◆ STATED GOAL A
Please count the lines in the records below that contain the word "hand", and give only that number.

◆ EXCERPT PROVIDED
[Bioclusters] NCBI updates and how you do them
jason.calvert at novartis.com
jason.calvert at novartis.com
Sat Apr 30 10:23:08 EDT 2005
We have many databases to distribute so I have written a few scripts to
benchmark different distribution methods, udpcast seems to work best for
us currently. I have a script that checks the size of each file in the
database directory on each node, and them makes a list of files that need
to be udpcast-ed from the master copy on the distribution node and to
which nodes to cast the file to. It then starts up a listener on the
appropriate nodes for each file and sends it out. Since UDP cast is slow
for a smaller number of clients, it also checks to see how many clients
need the file, and if it is smaller than your set break point, it uses NFS
(could be a command line switch to rsync) to distribute the file at the
same time as the udpcast is going on. There is also a setpoint for the
filesize to decide whether to use udpcast or NFS.
We use filesize as an indicator as it takes 4 hours just to do the
checksum on all our files each night, and this time will be growing with
our databases. This could be easily made a command line switch to choose
what method to use. udpcast has different data checking in it's protocol
to cover for UDP.

◆ STATED GOAL B
Transcribe the part of the database distribution post above between "We use filesize" and "cover for UDP.", inclusive, word for word.

◆ STORED ROWS
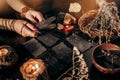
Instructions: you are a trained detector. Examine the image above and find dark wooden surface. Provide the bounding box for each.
[0,17,120,80]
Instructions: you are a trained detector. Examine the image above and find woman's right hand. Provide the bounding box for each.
[13,20,38,37]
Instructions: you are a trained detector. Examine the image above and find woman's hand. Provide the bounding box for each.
[25,9,44,23]
[13,20,38,37]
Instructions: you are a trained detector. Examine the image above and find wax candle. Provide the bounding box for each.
[20,59,45,80]
[63,25,74,35]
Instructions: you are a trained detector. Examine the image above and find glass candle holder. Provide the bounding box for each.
[63,25,74,35]
[20,59,45,80]
[0,45,18,69]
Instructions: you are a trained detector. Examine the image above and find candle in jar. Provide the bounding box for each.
[0,48,8,57]
[63,25,74,35]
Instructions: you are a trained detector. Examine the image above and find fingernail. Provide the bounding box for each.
[34,32,38,37]
[33,27,38,31]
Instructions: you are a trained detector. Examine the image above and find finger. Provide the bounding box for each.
[26,23,38,31]
[35,14,45,22]
[29,16,37,23]
[21,26,38,37]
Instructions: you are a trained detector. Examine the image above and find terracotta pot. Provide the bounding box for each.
[92,43,120,74]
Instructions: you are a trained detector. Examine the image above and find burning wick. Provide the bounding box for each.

◆ EXERCISE OUTPUT A
2

◆ EXERCISE OUTPUT B
We use filesize as an indicator as it takes 4 hours just to do the
checksum on all our files each night, and this time will be growing with
our databases. This could be easily made a command line switch to choose
what method to use. udpcast has different data checking in it's protocol
to cover for UDP.